* [Data lines]:
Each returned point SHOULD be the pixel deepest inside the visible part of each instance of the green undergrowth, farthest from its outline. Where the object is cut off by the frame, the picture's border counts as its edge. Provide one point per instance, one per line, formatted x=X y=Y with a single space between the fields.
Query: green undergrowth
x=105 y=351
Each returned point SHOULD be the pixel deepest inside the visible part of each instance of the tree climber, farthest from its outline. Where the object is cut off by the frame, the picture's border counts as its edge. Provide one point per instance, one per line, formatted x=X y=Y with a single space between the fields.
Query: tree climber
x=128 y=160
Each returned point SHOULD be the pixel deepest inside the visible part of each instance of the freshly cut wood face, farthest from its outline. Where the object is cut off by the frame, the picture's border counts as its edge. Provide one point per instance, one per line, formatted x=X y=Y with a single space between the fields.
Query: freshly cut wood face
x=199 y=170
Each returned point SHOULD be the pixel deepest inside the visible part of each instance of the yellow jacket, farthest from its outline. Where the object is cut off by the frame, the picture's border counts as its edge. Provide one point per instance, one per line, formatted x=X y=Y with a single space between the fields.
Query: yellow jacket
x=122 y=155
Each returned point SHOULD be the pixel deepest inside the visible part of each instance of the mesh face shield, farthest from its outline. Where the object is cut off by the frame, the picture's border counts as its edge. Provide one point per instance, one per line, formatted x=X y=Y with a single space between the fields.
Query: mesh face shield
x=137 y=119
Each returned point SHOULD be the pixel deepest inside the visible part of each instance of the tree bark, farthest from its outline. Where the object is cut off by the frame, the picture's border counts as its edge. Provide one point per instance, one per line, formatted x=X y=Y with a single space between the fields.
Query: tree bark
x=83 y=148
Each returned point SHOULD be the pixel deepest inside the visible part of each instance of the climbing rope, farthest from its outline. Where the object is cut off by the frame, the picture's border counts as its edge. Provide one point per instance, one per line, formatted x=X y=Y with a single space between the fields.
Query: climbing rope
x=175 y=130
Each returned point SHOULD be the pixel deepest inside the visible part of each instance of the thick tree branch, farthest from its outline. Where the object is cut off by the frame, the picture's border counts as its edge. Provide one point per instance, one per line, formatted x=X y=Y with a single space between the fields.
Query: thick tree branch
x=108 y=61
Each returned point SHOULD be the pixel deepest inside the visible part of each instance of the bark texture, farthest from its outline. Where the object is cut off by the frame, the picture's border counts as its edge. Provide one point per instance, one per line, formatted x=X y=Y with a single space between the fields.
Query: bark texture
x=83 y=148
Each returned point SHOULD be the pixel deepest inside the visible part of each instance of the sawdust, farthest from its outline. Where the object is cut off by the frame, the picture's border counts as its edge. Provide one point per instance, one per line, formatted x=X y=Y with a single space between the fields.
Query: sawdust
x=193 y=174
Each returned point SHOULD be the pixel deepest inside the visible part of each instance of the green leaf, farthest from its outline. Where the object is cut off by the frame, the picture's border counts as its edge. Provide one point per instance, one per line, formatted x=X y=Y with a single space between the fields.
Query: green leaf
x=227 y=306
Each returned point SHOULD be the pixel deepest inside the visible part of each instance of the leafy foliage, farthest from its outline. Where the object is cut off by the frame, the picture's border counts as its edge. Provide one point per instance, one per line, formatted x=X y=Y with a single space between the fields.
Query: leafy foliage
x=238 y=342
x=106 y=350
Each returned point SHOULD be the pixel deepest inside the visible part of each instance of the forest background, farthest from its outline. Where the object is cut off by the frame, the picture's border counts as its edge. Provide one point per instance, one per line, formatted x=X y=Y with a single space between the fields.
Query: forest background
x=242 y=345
---
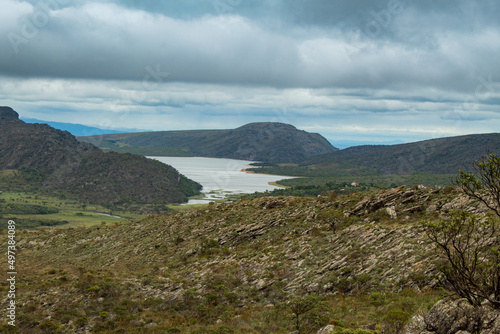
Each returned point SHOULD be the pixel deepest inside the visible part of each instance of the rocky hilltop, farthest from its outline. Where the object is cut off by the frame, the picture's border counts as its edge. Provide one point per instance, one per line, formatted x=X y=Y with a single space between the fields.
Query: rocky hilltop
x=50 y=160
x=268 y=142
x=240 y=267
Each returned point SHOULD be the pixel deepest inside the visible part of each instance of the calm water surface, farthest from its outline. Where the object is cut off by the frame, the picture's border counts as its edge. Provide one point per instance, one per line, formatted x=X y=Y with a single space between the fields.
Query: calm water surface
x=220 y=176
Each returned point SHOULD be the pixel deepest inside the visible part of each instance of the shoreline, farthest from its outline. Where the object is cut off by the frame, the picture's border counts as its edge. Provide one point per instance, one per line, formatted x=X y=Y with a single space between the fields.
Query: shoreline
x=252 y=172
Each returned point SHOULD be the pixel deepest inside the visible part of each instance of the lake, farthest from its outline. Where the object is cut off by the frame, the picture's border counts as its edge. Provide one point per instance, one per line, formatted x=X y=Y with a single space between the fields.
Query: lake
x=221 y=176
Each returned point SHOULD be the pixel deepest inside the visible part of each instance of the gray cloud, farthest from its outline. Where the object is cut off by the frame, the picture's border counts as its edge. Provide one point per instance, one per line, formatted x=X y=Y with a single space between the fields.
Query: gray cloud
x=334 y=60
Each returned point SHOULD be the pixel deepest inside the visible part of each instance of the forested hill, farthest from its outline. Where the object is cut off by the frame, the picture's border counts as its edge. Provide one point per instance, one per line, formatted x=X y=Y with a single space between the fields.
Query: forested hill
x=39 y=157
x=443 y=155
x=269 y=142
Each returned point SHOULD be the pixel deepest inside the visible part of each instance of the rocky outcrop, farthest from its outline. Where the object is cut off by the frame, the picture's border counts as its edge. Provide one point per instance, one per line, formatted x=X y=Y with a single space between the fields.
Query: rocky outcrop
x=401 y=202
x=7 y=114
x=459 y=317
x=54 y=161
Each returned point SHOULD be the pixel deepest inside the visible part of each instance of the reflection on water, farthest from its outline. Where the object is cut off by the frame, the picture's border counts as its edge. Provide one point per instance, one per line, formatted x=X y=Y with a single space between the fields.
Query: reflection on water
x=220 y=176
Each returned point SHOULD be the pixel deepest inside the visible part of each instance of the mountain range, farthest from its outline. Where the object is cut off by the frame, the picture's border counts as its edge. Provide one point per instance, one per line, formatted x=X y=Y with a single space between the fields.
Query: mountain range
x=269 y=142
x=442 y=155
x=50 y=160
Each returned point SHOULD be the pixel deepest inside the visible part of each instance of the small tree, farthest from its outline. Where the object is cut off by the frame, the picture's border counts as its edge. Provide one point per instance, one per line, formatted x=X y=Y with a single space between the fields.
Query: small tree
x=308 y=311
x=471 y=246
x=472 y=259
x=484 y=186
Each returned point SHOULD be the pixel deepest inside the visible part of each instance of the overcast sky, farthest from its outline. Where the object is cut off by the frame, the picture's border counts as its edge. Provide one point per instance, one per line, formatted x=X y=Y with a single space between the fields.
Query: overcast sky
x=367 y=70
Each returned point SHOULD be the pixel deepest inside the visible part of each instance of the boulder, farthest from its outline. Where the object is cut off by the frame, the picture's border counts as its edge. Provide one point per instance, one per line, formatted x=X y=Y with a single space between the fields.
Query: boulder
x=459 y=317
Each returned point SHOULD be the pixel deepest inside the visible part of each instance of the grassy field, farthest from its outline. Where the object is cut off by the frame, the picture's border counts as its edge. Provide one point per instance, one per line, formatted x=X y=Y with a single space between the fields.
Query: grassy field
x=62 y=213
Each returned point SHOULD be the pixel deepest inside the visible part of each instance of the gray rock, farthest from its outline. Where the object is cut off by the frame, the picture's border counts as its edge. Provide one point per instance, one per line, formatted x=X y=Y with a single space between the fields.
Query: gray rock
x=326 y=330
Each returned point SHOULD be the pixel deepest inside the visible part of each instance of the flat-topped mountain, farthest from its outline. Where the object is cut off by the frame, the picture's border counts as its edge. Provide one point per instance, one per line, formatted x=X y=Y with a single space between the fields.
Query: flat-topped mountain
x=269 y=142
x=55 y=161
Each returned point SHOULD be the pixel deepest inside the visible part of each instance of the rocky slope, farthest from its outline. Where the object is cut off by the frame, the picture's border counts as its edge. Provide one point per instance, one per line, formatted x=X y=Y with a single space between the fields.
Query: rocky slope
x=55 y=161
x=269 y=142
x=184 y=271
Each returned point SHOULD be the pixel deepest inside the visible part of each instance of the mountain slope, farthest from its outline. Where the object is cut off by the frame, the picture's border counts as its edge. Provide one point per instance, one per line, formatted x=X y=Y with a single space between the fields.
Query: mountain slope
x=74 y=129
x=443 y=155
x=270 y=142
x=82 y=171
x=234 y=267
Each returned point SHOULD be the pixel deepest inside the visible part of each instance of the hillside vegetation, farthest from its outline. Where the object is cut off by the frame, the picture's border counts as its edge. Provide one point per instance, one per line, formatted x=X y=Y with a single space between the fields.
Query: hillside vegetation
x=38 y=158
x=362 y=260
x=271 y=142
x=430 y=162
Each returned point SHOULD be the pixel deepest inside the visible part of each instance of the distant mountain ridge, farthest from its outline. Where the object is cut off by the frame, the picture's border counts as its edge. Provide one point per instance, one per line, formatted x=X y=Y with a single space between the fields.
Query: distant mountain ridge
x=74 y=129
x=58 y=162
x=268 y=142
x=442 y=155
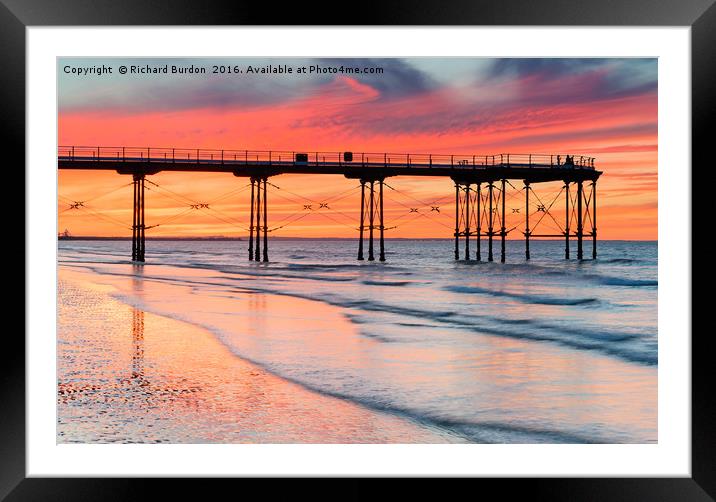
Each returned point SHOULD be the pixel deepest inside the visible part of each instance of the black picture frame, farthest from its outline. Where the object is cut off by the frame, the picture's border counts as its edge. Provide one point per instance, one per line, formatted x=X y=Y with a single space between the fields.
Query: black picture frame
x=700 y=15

* [Exercise goal]: Rewrite everything from the line containing "of the climbing" down to the line containing "x=175 y=130" as a JSON list of strings, one string per line.

* [The reply]:
[
  "Each returned point SHOULD be the pixel deepest inside the visible part of each instance of the climbing rope, farthest from its outline. Where the object is cut off by the frame, the picture's border counts as its edge. Provide one point per instance, one per line, formatted x=X y=Y with a single space between the fields.",
  "Query: climbing rope",
  "x=175 y=130"
]